* **YOUR OBJECTIVE**:
Would you transcribe each entry precisely as it stands, setting aside any images?

--- EXERCISE MATERIAL ---

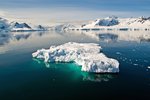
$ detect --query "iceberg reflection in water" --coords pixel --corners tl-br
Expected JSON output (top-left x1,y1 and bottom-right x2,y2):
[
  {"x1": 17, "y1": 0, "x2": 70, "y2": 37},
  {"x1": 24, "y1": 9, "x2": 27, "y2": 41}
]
[
  {"x1": 33, "y1": 58, "x2": 117, "y2": 82},
  {"x1": 82, "y1": 73, "x2": 117, "y2": 82}
]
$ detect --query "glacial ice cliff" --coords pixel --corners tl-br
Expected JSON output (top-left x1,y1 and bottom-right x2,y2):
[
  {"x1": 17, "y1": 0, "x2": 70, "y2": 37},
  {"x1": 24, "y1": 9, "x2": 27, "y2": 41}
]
[{"x1": 32, "y1": 42, "x2": 119, "y2": 73}]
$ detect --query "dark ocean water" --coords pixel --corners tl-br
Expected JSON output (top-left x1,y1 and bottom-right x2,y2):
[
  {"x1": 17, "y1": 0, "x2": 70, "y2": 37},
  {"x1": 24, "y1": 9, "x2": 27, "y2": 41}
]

---

* **EXERCISE ANSWER**:
$ detect --query "iceberg reflection in water" --coords pixel --corners tl-br
Expected JSON output (top-left x1,y1 and bottom-right x2,y2):
[
  {"x1": 17, "y1": 0, "x2": 70, "y2": 37},
  {"x1": 24, "y1": 9, "x2": 27, "y2": 41}
]
[
  {"x1": 33, "y1": 58, "x2": 117, "y2": 82},
  {"x1": 82, "y1": 73, "x2": 117, "y2": 82}
]
$ detect --query "glacial ice cliff" --coords pixel --corners tl-br
Expected JSON output (top-left x1,y1 and bottom-right x2,y2):
[
  {"x1": 17, "y1": 0, "x2": 70, "y2": 37},
  {"x1": 24, "y1": 9, "x2": 27, "y2": 41}
]
[{"x1": 32, "y1": 42, "x2": 119, "y2": 73}]
$ detect --query "dark ocean water" --coords pixel --corners tl-br
Expected JSON output (top-left x1,y1 and bottom-right x2,y2):
[
  {"x1": 17, "y1": 0, "x2": 70, "y2": 37},
  {"x1": 24, "y1": 9, "x2": 27, "y2": 41}
]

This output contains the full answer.